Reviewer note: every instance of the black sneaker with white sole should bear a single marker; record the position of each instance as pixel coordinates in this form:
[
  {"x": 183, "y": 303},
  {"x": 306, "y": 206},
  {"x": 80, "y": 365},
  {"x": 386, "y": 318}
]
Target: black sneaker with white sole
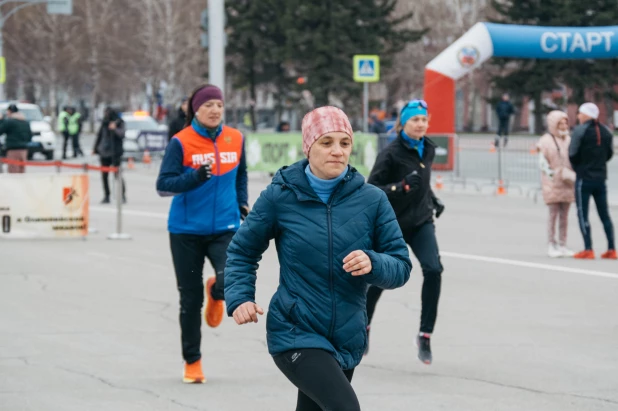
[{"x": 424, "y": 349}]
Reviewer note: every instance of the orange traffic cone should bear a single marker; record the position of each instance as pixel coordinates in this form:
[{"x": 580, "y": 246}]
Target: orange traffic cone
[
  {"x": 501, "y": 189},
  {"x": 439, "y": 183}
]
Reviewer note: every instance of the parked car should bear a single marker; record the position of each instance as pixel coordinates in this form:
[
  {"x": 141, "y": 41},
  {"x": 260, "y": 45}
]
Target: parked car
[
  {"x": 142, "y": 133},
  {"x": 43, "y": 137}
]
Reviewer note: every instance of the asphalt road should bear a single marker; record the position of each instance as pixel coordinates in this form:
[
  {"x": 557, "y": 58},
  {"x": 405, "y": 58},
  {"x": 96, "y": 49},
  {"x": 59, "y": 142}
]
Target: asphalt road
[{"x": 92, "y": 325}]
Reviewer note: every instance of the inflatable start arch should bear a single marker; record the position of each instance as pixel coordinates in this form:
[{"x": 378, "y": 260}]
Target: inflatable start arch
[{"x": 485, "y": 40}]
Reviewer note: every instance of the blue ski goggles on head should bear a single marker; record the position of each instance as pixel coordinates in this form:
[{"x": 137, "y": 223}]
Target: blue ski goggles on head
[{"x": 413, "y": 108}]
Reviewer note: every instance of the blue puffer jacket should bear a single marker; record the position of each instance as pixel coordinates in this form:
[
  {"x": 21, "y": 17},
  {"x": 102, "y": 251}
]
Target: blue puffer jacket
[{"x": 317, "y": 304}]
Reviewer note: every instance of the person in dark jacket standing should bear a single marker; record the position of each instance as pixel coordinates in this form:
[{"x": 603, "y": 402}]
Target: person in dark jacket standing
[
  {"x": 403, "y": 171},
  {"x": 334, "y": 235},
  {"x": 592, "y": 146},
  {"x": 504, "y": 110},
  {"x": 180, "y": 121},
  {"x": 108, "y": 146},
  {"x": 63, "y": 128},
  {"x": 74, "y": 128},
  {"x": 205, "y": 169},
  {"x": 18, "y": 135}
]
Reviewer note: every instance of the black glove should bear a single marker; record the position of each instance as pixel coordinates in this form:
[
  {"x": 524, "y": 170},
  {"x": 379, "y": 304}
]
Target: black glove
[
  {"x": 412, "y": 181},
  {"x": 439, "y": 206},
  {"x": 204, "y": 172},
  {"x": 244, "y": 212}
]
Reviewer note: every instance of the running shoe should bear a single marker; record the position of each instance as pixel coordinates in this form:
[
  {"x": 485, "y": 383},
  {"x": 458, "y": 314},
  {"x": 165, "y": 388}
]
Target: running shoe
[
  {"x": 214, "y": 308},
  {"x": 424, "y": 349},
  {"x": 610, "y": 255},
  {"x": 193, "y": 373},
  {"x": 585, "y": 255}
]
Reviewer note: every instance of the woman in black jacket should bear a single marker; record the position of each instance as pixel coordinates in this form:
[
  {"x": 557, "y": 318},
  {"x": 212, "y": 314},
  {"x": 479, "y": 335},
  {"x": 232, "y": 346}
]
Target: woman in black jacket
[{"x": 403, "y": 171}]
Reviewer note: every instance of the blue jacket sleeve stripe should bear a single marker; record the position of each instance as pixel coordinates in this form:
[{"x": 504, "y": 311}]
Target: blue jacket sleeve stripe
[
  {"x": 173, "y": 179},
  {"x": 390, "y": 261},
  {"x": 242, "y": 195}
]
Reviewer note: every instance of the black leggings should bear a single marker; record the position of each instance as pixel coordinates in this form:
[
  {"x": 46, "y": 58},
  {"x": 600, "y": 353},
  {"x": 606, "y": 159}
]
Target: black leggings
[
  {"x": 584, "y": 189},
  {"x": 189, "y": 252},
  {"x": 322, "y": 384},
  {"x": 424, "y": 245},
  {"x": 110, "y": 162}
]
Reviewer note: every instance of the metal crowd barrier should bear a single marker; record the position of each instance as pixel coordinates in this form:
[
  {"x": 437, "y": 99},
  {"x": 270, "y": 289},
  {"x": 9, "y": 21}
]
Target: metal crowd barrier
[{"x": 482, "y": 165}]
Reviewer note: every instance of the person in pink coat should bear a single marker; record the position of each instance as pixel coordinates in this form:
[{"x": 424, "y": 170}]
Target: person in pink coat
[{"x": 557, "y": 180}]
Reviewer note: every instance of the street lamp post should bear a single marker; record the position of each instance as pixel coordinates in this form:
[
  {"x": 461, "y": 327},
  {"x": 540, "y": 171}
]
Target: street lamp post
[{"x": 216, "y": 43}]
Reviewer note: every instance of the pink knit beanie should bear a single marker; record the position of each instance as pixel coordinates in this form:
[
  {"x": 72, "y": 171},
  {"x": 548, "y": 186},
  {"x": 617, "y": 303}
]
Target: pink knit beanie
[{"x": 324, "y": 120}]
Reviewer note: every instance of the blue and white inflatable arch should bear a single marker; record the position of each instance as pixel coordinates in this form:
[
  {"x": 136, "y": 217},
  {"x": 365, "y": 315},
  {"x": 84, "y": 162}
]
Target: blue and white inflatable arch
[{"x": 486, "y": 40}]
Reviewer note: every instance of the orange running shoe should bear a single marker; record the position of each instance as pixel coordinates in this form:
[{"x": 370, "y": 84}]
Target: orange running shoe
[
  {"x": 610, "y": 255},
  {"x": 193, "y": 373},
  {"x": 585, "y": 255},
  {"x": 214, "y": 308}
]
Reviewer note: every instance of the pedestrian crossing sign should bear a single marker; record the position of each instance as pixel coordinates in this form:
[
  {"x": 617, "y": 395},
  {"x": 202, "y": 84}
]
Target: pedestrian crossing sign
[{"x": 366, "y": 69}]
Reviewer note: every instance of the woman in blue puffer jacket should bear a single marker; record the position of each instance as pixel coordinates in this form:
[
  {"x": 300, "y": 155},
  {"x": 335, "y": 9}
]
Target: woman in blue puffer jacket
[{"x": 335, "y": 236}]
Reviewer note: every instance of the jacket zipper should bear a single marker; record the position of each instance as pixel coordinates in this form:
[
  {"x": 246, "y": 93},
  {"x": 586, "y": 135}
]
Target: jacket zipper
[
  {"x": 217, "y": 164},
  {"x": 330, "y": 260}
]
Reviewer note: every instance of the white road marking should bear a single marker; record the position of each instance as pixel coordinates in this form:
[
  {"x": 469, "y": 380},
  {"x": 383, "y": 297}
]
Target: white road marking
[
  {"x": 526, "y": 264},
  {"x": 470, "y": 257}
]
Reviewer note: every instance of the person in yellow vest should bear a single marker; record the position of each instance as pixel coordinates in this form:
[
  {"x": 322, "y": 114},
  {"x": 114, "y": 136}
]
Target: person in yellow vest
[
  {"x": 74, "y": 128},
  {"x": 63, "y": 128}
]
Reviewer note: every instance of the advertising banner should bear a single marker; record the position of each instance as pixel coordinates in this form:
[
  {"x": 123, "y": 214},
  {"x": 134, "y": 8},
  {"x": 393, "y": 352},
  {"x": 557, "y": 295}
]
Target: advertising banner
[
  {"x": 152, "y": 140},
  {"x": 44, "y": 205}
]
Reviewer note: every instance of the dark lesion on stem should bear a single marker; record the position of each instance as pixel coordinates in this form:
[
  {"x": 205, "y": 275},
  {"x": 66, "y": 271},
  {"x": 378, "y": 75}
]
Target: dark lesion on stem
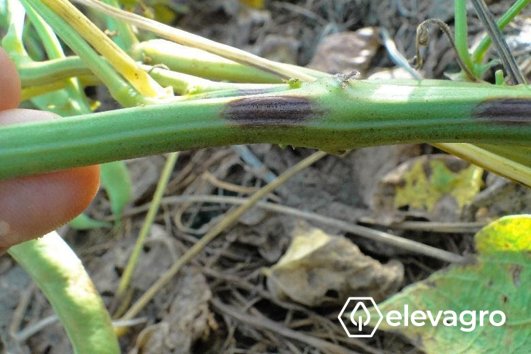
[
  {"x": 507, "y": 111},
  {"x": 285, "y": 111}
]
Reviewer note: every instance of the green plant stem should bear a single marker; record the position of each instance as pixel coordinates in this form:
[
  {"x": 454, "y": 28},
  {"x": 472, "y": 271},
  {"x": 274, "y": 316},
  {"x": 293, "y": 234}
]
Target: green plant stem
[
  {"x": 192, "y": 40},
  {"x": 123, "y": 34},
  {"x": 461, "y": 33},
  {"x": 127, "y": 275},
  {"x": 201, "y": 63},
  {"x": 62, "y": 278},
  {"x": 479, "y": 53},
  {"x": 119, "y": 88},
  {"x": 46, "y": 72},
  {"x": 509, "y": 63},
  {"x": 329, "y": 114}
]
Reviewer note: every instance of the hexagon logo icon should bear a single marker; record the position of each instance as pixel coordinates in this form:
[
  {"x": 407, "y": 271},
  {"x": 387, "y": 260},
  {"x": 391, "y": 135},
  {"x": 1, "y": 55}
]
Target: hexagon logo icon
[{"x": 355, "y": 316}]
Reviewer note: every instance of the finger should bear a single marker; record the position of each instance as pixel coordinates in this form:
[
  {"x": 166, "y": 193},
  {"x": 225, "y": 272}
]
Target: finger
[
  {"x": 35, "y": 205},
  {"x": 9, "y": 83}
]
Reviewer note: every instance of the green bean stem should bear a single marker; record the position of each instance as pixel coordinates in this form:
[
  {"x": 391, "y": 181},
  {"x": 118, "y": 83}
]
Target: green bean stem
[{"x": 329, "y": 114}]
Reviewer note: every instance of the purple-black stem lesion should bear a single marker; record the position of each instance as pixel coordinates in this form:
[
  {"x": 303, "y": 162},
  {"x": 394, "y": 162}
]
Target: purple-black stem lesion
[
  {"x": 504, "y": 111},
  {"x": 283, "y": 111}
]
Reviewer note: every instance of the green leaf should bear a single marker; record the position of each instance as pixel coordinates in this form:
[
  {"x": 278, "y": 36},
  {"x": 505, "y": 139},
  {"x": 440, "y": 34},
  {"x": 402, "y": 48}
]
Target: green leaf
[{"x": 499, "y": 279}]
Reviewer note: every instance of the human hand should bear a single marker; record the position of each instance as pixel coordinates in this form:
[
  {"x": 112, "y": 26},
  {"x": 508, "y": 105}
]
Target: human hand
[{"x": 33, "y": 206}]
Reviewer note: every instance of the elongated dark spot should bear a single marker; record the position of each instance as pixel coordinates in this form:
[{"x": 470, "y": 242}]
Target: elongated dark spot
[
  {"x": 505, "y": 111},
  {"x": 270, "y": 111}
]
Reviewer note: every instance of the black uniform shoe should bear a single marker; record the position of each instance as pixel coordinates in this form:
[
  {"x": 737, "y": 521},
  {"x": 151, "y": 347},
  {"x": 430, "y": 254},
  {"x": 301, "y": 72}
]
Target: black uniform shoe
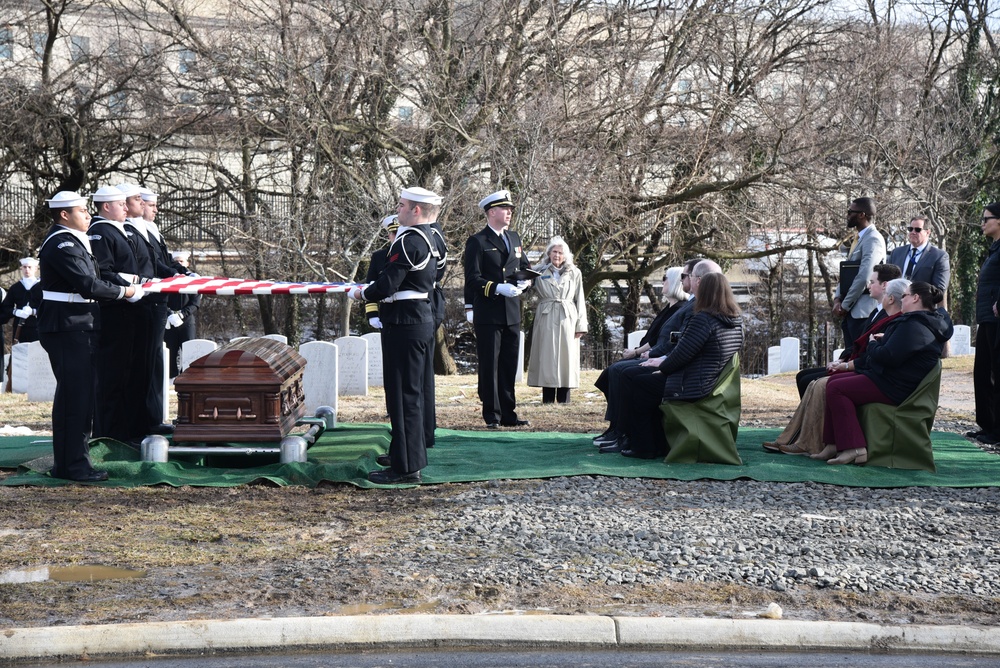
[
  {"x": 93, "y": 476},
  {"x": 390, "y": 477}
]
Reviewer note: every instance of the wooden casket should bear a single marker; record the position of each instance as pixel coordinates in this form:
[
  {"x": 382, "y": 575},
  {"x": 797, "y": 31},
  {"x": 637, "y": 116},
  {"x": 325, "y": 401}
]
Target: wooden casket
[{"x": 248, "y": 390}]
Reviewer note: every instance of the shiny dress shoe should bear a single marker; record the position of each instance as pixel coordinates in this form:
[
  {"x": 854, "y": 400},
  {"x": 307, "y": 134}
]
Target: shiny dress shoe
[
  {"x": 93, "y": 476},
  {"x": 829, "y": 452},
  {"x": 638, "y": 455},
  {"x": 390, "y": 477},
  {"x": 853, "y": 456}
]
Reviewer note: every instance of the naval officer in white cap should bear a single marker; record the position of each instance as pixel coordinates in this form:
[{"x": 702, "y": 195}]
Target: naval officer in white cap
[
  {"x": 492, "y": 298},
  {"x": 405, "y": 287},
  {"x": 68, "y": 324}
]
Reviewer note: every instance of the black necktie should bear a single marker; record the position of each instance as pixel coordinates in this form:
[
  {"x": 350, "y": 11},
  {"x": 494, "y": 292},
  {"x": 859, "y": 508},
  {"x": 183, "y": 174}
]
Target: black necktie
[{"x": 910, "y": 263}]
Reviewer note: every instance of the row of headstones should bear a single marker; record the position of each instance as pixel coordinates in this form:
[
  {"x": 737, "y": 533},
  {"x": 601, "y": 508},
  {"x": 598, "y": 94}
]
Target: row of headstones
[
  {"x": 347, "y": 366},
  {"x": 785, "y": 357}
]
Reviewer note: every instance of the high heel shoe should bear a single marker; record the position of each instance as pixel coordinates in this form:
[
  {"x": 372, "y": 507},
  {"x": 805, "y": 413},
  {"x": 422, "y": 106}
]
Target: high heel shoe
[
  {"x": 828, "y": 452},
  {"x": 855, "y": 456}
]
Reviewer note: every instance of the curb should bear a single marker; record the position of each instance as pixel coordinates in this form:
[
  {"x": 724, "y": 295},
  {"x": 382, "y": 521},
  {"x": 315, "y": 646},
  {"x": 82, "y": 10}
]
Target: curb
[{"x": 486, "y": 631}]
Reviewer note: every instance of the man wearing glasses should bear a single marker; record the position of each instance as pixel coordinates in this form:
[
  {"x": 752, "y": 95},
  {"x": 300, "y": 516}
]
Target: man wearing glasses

DIRECTIONS FOR THIS TASK
Transcribe, word for word, every line from the one containing "Reviewer note: every instance of the curb" through the final line of the entries, and nothing else.

THE SOLUTION
Reviewer note: every instance of the curb should bear a single marker; record the position of each instance as pixel coordinates in this form:
[
  {"x": 724, "y": 295},
  {"x": 382, "y": 521},
  {"x": 315, "y": 646},
  {"x": 82, "y": 10}
]
Target: curb
[{"x": 486, "y": 631}]
Reviewer note: every instance of the man wearing glasses should bear a single marker; record the position of each instance as pixel coordinates in this form:
[
  {"x": 752, "y": 95},
  {"x": 300, "y": 516}
]
Target: man wearing glasses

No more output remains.